■ ABOUT THIS EXERCISE
Each record, minus any picture, should be returned exactly as written.

------ DATA EXTRACT

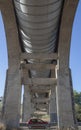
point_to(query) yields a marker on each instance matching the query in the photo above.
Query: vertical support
(12, 104)
(12, 97)
(64, 99)
(52, 105)
(27, 105)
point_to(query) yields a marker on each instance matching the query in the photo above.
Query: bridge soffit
(66, 25)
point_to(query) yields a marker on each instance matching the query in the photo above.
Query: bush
(2, 126)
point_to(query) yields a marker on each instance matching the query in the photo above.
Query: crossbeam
(39, 81)
(40, 56)
(38, 66)
(40, 100)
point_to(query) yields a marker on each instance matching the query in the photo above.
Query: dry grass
(2, 126)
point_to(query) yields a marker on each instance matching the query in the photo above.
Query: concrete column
(27, 105)
(64, 99)
(13, 100)
(52, 105)
(12, 97)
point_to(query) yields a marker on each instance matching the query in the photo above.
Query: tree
(77, 99)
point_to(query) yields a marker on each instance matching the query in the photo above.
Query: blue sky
(75, 53)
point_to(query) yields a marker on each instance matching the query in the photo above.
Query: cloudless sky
(75, 54)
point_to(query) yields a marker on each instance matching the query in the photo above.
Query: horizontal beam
(40, 100)
(39, 81)
(39, 56)
(38, 66)
(39, 90)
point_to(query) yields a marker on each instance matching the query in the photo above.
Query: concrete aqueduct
(38, 34)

------------

■ ANSWER TO THIS PROBLEM
point_to(query) yields a marker on each instance matching the query in the photo above.
Query: vertical support
(12, 104)
(12, 97)
(64, 99)
(52, 105)
(27, 105)
point_to(query) yields a marker on each instance matching the query in the photo above.
Query: bridge soffit
(66, 25)
point_to(query) yields a marker on each instance matching the query in the photo above.
Query: bush
(2, 126)
point_to(query) yields a marker on each instance matching the query in the photo above.
Query: crossbeam
(39, 81)
(40, 56)
(38, 66)
(40, 100)
point_to(query) yields a marker on each instance matching the query in the photo above.
Query: dry grass
(2, 126)
point_to(query) yields a marker on each instance matching the query in the photo above.
Query: concrete column
(27, 105)
(64, 99)
(13, 100)
(52, 105)
(12, 97)
point_to(query) yields a marker on each instance matching the query in the photo above.
Query: tree
(77, 99)
point_to(query) yields a marker on each instance matching the query in the photo above.
Query: blue sky
(75, 53)
point_to(query) yields a marker on each instance matching the query in the photo above.
Query: cloudless sky
(75, 54)
point_to(query) yields a marker on each instance matching the query in the photo above.
Query: horizontal beam
(40, 100)
(39, 81)
(39, 56)
(38, 66)
(39, 90)
point_to(query) yields a marker on each instance matching the query in the photo above.
Query: concrete aqueduct
(38, 34)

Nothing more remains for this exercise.